— The problem —
Exactly reproduce each record listed below.

(Saved entries)
== Segment start ==

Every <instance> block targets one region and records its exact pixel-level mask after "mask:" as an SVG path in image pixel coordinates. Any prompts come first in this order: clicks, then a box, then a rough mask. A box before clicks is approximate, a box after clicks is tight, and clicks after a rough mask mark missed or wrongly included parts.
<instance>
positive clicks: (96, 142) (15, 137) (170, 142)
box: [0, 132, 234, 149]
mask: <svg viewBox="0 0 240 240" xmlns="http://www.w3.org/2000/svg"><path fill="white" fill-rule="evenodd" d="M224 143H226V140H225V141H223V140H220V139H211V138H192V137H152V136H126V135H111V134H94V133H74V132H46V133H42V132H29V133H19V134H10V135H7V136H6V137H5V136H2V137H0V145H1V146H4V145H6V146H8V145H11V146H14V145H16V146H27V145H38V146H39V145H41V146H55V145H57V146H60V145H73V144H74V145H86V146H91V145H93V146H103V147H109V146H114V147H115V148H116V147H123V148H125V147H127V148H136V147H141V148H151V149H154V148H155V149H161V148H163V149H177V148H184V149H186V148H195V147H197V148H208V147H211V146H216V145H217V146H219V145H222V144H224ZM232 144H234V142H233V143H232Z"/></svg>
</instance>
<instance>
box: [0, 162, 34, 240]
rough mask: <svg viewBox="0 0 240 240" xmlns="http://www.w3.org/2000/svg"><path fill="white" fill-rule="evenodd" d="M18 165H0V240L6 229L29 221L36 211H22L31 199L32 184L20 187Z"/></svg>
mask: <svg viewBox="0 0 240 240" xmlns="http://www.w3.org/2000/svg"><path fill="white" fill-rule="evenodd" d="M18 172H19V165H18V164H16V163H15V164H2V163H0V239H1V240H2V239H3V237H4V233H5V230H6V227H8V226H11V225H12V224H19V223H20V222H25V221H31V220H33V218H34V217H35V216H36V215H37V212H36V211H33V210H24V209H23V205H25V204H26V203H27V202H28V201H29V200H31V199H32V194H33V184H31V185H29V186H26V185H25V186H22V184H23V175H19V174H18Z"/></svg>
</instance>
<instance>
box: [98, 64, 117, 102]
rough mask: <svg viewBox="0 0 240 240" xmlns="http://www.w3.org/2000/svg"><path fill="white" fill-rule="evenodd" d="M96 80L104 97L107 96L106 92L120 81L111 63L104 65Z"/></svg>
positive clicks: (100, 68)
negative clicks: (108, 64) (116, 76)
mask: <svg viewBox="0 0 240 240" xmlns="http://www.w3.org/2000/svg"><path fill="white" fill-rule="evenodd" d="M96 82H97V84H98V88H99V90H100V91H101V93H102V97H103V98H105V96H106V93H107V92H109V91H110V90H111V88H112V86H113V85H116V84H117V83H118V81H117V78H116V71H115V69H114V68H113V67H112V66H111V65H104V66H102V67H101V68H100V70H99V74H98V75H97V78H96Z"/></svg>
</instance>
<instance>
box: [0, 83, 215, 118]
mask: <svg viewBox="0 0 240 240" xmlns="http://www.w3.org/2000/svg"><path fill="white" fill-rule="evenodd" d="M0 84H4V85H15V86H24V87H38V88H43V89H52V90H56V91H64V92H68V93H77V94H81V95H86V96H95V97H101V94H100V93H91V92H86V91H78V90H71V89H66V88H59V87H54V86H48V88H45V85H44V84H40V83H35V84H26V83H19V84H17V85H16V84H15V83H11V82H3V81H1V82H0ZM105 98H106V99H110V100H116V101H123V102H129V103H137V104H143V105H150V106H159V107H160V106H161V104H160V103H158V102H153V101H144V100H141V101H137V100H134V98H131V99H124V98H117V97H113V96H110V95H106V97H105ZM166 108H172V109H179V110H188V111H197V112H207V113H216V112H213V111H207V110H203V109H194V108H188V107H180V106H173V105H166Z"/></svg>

== Segment end ==

— Task solution —
Every <instance> block targets one region and records its exact pixel-level mask after "mask:" as an SVG path in image pixel coordinates. Any prompts come first in this order: clicks, then a box, then a rough mask. A box before clicks is approximate, a box after clicks is tight, and clicks after a rough mask mark missed or wrongly included parts.
<instance>
positive clicks: (96, 142) (15, 137) (170, 142)
box: [0, 132, 234, 149]
mask: <svg viewBox="0 0 240 240" xmlns="http://www.w3.org/2000/svg"><path fill="white" fill-rule="evenodd" d="M224 143H226V140H225V141H223V140H220V139H211V138H192V137H152V136H126V135H111V134H94V133H74V132H46V133H42V132H29V133H19V134H10V135H7V136H6V137H5V136H2V137H0V145H1V146H4V145H6V146H8V145H11V146H14V145H16V146H27V145H38V146H39V145H41V146H55V145H57V146H60V145H73V144H74V145H86V146H91V145H93V146H103V147H109V146H114V147H115V148H116V147H123V148H125V147H127V148H136V147H141V148H151V149H154V148H155V149H161V148H163V149H177V148H184V149H186V148H195V147H197V148H208V147H211V146H216V145H217V146H219V145H222V144H224ZM232 144H234V142H233V143H232Z"/></svg>
</instance>
<instance>
box: [0, 162, 34, 240]
rough mask: <svg viewBox="0 0 240 240" xmlns="http://www.w3.org/2000/svg"><path fill="white" fill-rule="evenodd" d="M18 165H0V240L6 229L29 221L36 211H22L31 199L32 184L20 187Z"/></svg>
mask: <svg viewBox="0 0 240 240" xmlns="http://www.w3.org/2000/svg"><path fill="white" fill-rule="evenodd" d="M18 172H19V165H18V164H16V163H15V164H2V163H0V239H1V240H2V239H3V237H4V233H5V230H6V227H8V226H11V225H12V224H19V223H20V222H25V221H31V220H33V218H34V217H35V216H36V215H37V212H36V211H33V210H24V209H23V205H25V204H26V203H27V202H28V201H29V200H31V199H32V194H33V184H31V185H29V186H26V185H25V186H22V184H23V175H19V174H18Z"/></svg>
</instance>
<instance>
box: [98, 64, 117, 102]
rough mask: <svg viewBox="0 0 240 240" xmlns="http://www.w3.org/2000/svg"><path fill="white" fill-rule="evenodd" d="M96 80L104 97L107 96L106 92L120 81L111 63L104 65Z"/></svg>
positive clicks: (100, 68)
negative clicks: (108, 64) (116, 76)
mask: <svg viewBox="0 0 240 240" xmlns="http://www.w3.org/2000/svg"><path fill="white" fill-rule="evenodd" d="M96 82H97V84H98V88H99V90H100V91H101V93H102V97H103V98H105V96H106V93H107V92H109V91H110V90H111V88H112V86H113V85H116V84H117V83H118V81H117V78H116V71H115V69H114V68H113V67H112V66H111V65H104V66H102V67H101V68H100V70H99V74H98V75H97V78H96Z"/></svg>
</instance>
<instance>
box: [0, 83, 215, 118]
mask: <svg viewBox="0 0 240 240" xmlns="http://www.w3.org/2000/svg"><path fill="white" fill-rule="evenodd" d="M0 84H4V85H15V86H24V87H38V88H43V89H52V90H56V91H64V92H68V93H77V94H81V95H86V96H95V97H101V94H100V93H91V92H86V91H78V90H71V89H66V88H59V87H54V86H48V88H45V85H44V84H40V83H35V84H26V83H19V84H17V85H16V84H15V83H11V82H3V81H1V82H0ZM105 98H106V99H110V100H116V101H123V102H129V103H137V104H143V105H150V106H159V107H160V106H161V104H160V103H158V102H153V101H144V100H141V101H137V100H134V98H131V99H124V98H117V97H113V96H110V95H106V97H105ZM166 108H172V109H179V110H188V111H197V112H207V113H216V112H213V111H207V110H203V109H194V108H188V107H180V106H173V105H166Z"/></svg>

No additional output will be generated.